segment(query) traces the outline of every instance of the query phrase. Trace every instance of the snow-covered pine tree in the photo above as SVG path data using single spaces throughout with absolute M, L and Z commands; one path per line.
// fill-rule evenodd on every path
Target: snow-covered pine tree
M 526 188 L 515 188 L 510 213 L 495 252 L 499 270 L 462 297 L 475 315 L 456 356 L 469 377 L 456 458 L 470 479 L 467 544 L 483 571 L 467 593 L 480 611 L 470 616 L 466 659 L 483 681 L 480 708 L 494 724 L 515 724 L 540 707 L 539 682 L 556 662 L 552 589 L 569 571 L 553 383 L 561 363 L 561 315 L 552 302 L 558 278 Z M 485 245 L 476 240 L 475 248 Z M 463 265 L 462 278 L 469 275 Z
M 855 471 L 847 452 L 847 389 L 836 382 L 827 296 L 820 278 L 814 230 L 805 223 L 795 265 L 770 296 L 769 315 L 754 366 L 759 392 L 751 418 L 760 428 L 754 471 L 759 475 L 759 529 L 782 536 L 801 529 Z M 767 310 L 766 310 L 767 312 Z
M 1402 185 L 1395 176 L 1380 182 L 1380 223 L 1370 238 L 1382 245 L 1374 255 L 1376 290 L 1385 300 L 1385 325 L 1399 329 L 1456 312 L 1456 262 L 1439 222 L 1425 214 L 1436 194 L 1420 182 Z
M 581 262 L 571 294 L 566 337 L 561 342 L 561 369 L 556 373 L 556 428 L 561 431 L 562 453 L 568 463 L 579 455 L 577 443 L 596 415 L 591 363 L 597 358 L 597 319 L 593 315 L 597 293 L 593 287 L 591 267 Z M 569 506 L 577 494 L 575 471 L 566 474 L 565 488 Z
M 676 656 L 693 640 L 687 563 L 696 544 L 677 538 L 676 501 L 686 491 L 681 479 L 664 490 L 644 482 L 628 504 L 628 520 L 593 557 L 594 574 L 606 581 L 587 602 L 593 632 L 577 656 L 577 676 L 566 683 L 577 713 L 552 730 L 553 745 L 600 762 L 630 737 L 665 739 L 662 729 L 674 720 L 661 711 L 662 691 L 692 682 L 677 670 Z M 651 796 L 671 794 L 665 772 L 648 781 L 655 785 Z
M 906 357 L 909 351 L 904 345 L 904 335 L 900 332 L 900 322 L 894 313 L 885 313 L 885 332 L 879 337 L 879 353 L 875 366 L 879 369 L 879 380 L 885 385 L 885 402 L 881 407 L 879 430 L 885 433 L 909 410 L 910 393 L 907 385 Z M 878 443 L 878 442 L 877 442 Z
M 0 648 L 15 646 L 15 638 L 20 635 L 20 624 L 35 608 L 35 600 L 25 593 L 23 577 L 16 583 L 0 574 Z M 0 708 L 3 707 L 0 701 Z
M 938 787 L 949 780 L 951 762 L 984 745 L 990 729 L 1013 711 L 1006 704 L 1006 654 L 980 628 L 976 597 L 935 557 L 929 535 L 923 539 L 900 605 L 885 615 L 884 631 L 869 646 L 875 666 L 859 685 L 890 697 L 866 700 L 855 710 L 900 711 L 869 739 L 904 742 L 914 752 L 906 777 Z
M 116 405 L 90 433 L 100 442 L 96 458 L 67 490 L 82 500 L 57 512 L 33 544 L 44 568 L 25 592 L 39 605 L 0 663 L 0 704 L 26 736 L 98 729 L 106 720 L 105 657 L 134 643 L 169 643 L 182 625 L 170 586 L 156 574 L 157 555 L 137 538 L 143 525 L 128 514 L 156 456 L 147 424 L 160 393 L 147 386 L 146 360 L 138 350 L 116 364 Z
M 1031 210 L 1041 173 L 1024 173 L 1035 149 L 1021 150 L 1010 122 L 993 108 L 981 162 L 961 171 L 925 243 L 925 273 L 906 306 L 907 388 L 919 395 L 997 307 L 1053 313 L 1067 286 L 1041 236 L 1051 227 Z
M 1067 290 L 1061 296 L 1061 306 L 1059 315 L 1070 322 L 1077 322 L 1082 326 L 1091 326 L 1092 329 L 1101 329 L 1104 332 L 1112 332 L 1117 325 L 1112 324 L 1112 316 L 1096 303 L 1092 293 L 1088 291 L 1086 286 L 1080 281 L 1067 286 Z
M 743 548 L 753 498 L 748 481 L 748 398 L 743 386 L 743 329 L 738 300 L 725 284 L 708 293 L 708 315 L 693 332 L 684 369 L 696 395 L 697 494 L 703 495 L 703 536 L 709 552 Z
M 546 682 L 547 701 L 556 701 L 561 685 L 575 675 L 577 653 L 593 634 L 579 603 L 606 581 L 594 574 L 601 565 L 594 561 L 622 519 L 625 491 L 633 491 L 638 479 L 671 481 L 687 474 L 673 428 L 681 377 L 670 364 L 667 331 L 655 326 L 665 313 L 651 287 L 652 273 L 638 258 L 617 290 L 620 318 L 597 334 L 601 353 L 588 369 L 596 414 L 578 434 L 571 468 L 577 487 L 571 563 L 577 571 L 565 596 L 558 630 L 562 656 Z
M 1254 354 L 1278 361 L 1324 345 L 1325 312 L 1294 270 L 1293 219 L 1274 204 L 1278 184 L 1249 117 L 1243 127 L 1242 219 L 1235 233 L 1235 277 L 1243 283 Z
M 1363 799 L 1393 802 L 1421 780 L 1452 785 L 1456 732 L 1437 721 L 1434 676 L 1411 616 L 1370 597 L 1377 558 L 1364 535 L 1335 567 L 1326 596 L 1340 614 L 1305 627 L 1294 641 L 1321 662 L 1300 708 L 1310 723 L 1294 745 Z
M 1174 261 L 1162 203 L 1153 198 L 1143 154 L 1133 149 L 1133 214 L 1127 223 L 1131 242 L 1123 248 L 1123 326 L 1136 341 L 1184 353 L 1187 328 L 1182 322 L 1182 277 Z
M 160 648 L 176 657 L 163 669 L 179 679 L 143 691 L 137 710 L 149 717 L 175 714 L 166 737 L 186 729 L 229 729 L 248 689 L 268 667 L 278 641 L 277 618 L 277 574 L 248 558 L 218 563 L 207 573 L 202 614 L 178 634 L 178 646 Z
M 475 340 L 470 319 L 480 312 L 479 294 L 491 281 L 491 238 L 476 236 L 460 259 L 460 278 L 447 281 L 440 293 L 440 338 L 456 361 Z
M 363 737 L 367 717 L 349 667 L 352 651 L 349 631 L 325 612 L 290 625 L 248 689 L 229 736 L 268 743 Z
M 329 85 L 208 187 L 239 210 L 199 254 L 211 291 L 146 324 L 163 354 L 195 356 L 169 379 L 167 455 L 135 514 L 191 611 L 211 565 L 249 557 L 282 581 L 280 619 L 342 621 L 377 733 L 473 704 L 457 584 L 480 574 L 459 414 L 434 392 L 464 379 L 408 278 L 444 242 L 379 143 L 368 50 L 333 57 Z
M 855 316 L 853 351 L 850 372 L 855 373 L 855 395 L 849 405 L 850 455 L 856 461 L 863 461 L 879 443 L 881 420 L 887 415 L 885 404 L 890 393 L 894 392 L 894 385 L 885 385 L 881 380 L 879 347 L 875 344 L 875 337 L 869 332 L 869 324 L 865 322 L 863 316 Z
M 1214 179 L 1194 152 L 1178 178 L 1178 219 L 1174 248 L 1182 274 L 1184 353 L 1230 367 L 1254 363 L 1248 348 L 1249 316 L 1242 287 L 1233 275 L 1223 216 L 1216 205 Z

========================================

• WHAT YOU NEED TO DO: Copy out the stretch of the records from their very first line through the line containing "Target: snow-covered pine tree", both ends included, word for word.

• EXERCISE SOLUTION:
segment(query) traces the outline of every instance of the query phrase. Trace every instance of the snow-covered pine tree in the photo above as SVG path data using single spaces throughout with absolute M, L and Z commands; one path per line.
// fill-rule evenodd on every path
Target: snow-covered pine tree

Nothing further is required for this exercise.